## Required tasks:
**a.** Decide whether each statement agrees with the catalog entry on the Admiralty's 1854 Arctic papers, answering yes or no and quoting the deciding words: (i) McClure and the Investigator's crew were rescued in 1853 and taken back to the Resolute; (ii) the whole crew returned to England on the Phoenix; (iii) McClure compiled the map presented to the Admiralty.
**b.** Carry the catalog entry on the Admiralty's 1854 Arctic papers forward from its last sentence.

## Document segment:
━━━━━━━━━━

46. Great Britain. Admiralty.
Papers Relative to the Recent Arctic Expeditions in Search of Sir John Franklin and the Crews of H.M.S. “Erebus” and “Terror. London: Printed by George Edward Eyre and William Spottiswoode, 1854.
Detail of a map of McClure’s voyage in the Investigator and the completion of a Northwest Passage, from Great Britain. Admiralty, Papers Relative to the Recent Arctic Expeditions ,1854.
Launch of the Forlorn Hope in Wellington Channel in 1852, from Great Britain. Admiralty, Papers Relative to the Recent Arctic Expeditions ,1854.
When McClure and the crew of the Investigator were rescued in 1853 and taken back to the Resolute, they had, according to McClure, completed the Northwest Passage, since they had come in from the west and met ships that came in from the east.
Some of the crew returned to England on the Phoenix in the summer of 1853, and the accomplishment of the Passage was presented to the Admiralty that fall, in the form of a map, compiled by the Captain of the Phoenix, Edward Inglefield.

━━━━━━━━━━

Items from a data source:
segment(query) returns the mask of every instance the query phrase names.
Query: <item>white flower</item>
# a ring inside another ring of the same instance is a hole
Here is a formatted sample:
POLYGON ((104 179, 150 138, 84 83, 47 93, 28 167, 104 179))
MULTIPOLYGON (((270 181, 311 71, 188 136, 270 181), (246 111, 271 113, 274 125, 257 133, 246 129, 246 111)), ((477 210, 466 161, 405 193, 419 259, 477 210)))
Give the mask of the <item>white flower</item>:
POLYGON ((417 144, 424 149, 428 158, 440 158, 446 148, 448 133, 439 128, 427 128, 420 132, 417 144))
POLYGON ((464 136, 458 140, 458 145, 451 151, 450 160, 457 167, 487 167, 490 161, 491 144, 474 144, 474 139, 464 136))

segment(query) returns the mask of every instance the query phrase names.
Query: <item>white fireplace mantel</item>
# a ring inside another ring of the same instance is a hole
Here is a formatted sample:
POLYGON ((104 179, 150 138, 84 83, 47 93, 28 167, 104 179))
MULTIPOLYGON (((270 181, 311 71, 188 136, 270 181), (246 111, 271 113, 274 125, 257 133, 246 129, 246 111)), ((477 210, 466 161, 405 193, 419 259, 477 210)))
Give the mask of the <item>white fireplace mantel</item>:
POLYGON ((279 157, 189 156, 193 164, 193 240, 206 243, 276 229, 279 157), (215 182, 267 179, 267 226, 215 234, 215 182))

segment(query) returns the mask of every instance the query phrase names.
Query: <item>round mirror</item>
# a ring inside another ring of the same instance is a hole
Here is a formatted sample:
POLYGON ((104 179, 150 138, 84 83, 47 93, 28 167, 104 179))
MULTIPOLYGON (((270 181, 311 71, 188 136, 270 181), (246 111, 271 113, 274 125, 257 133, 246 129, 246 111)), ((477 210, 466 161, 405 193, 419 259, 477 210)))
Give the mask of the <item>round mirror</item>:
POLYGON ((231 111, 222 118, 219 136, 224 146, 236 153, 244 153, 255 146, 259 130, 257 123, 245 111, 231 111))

━━━━━━━━━━

## Answers given:
**a.**
(i) Yes: "When McClure and the crew of the Investigator were rescued in 1853 and taken back to the Resolute"
(ii) No: "Some of the crew returned to England on the Phoenix in the summer of 1853"
(iii) No: "compiled by the Captain of the Phoenix, Edward Inglefield"

**b.**
The map, published in this Arctic Blue Book, was the first to show a Northwest Passage in print. Two years later, McClure was awarded the £10,000 prize offered for the first successful completion of the Passage.
Also in this volume is an account of a voyage up Wellington Channel in a whaleboat named, less-than-optimistically, Forlorn Hope. The commander was Robert McCormick, who, two decades earlier, had been naturalist and surgeon on HMS Beagle. He had resigned in a huff when a ship’s passenger, Charles Darwin, proved to be much better at the job. However, McCormick seems to have acquitted himself admirably on his several Arctic voyages. In this instance, he was surgeon aboard the North Star, the supply ship of Belcher’s “Arctic Squadron”.